***** Texto de leitura

Um trabalhador rural que permaneceu por 21 anos em condição análoga à escravidão, tendo sido resgatado pelo Ministério Público do Trabalho (MPT) em abril 2022, deverá receber as verbas trabalhistas referentes às duas décadas em que realizou atividades na propriedade. A decisão é da 4ª Turma de desembargadores do Tribunal Regional do Trabalho da 9ª Região (TRT-PR), que se opôs ao argumento da ré de que caberia a prescrição quinquenal ao caso, uma vez que o trabalhador poderia, a qualquer tempo, ter buscado a Justiça do Trabalho. No período, o trabalhador não usufruiu folga e férias, tampouco recebeu salário. Seus documentos ficavam com o proprietário do sítio, localizado em Barão de Lucena, distrito de Nova Esperança, Noroeste do Paraná.
“Não se pode falar propriamente de inércia do titular do direito, diante da inequívoca restrição de direitos fundamentais a que estava submetido o autor durante todo o período em que foi reconhecida a prestação de serviço. Logo, inadmissível a fluência do prazo prescricional anteriormente ao resgate do trabalhador”, afirmou o Colegiado em acórdão do mês de agosto. O relator foi o desembargador Valdecir Edson Fossatti. Da decisão, cabe recurso.
Os representantes do MPT encontraram o trabalhador em plena atividade laboral, sem a formalização do contrato de trabalho, submetido a condições degradantes e de alojamento, além de outras irregularidades. Na ocasião, o dono da propriedade firmou Termo de Ajustamento de Conduta (TAC) com o Ministério Público do Trabalho, em virtude da ocorrência. Havia, ainda, um outro trabalhador submetido às mesmas condições do autor da ação.

**********
***** Material fornecido

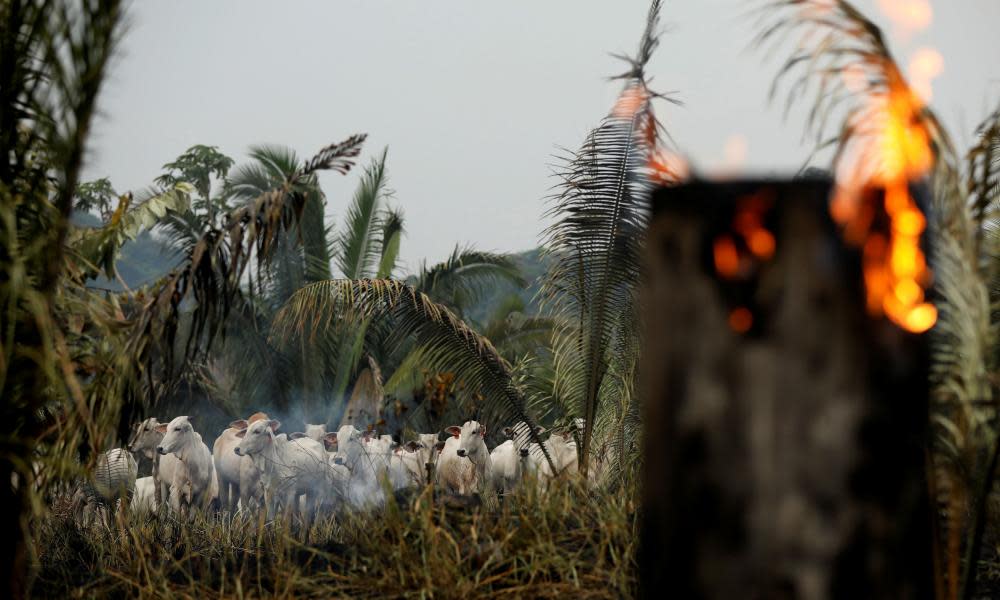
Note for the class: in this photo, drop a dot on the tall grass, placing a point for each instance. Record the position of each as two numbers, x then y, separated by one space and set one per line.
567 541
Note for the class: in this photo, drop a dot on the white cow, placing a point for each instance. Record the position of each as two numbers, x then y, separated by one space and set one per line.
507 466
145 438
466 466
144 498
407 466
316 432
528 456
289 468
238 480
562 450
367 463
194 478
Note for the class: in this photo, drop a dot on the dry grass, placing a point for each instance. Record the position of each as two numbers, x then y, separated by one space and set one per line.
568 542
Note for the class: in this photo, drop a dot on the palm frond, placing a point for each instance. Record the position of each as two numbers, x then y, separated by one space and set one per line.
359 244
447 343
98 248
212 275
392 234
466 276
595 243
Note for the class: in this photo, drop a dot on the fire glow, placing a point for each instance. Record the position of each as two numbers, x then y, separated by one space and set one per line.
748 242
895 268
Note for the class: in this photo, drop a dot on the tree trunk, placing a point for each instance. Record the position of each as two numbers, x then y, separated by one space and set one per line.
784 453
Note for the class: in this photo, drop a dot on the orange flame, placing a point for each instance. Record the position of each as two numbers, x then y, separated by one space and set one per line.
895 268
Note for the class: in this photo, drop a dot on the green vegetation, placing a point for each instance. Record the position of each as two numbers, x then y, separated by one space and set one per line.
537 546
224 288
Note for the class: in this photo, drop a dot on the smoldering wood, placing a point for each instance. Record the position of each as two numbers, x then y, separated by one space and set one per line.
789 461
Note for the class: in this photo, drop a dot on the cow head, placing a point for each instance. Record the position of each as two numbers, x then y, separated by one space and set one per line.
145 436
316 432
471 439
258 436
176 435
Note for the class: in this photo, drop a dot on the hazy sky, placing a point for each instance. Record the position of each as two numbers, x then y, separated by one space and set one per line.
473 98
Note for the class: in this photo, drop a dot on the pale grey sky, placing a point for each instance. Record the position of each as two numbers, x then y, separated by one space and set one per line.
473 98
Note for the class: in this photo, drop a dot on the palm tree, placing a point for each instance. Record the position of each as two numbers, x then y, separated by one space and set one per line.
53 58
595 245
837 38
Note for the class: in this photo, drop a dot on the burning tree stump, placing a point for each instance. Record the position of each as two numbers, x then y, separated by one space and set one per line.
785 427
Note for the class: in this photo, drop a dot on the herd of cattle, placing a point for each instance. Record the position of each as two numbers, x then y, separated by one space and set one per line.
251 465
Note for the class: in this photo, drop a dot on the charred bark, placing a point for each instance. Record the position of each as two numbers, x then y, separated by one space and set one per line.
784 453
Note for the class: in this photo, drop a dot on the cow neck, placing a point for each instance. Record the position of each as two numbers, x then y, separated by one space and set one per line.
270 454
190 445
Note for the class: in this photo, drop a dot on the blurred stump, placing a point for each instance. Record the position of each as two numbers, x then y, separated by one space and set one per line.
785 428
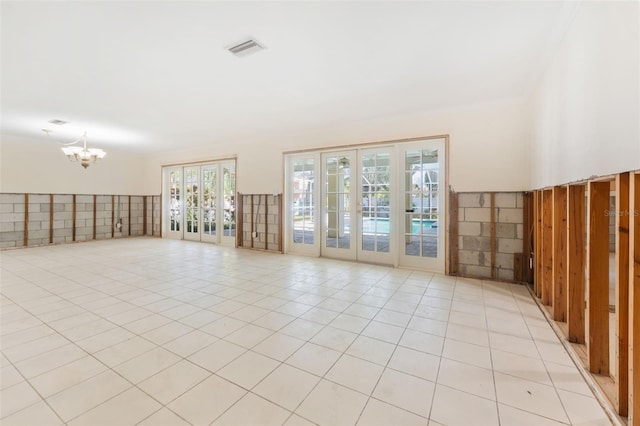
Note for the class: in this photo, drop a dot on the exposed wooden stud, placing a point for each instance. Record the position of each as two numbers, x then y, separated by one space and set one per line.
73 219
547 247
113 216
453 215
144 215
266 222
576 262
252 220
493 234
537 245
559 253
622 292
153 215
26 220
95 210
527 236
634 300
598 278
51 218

**********

#### [Tarefas obrigatórias]
1. No texto sobre o trabalhador resgatado, onde fica o sítio em que ele trabalhava?
2. Diga se cada afirmação concorda com o texto sobre o trabalhador resgatado, citando as palavras do texto que decidem: (a) O trabalhador recebia salário durante o período na propriedade. (b) O relator da decisão foi o desembargador Valdecir Edson Fossatti. (c) Outro trabalhador estava nas mesmas condições do autor da ação.
3. Prossiga o texto sobre o trabalhador resgatado a partir da última frase apresentada.

#### [Respostas escritas]
1. Em Barão de Lucena, distrito de Nova Esperança, no Noroeste do Paraná.

2.
(a) Não: "No período, o trabalhador não usufruiu folga e férias, tampouco recebeu salário."
(b) Sim: "O relator foi o desembargador Valdecir Edson Fossatti."
(c) Sim: "Havia, ainda, um outro trabalhador submetido às mesmas condições do autor da ação."

3.
A sentença de primeiro grau indeferiu o pedido de verbas trabalhistas de todo o período laboral, aplicando a prescrição quinquenal. Isso porque, em seu depoimento em audiência, o autor disse que podia sair da propriedade, inclusive por lazer, o que descaracterizaria a condição análoga à escravidão, entendeu o juiz.
Mas a 4ª Turma do TRT-PR reformou a sentença, frisando que as declarações prestadas pelo trabalhador em seu depoimento em audiência não têm o alcance que foi atribuído pelo Juízo de primeiro grau, “pois embora o reclamante tenha mencionado a possibilidade de saída do local, deve prevalecer a realidade constatada de fato por autoridades fiscais e policiais no local em que o autor trabalhava, cujas condições verificadas se equiparavam às de escravo. Logo, não é razoável entender que o autor detinha condições, seja no aspecto material ou moral, de exercer o seu direito de ação. Assim, diante do reconhecido estado de sujeição do trabalhador, o prazo prescricional não pode fluir anteriormente ao resgate, sendo evidente que a manifestação de vontade do autor estava comprometida”, afirma a decisão de segundo grau.
O Colegiado ressaltou ser inaplicável a prescrição quinquenal, nos moldes do art. 7º, XXIX, da Constituição Federal, devendo incidir, por analogia, a parte final da OJ 375, da SBDI-I, do TST, diante da absoluta impossibilidade de acesso ao Judiciário. A OJ 375 diz: “A suspensão do contrato de trabalho, em virtude da percepção do auxílio-doença ou da aposentadoria por invalidez, não impede a fluência da prescrição quinquenal, ressalvada a hipótese de absoluta impossibilidade de acesso ao Judiciário”.
O relator citou textualmente alguns acórdãos do Tribunal Superior do Trabalho (TST) sobre o tema, confirmando que, casos como o do trabalhador do sítio de Barão de Lucena, envolve: “crime contra a humanidade e grave violação aos direitos fundamentais”, pelo que “a norma geral sobre a prescrição trabalhista deve ser interpretada sistematicamente”. “Extrai-se do conjunto de princípios e das garantias constitucionais, bem como de regras explícitas em diplomas nacionais e internacionais que, na excepcional hipótese de submissão de trabalhador à condição análoga à de escravo, não há como se admitir a consumação de direitos pelo decurso do tempo”.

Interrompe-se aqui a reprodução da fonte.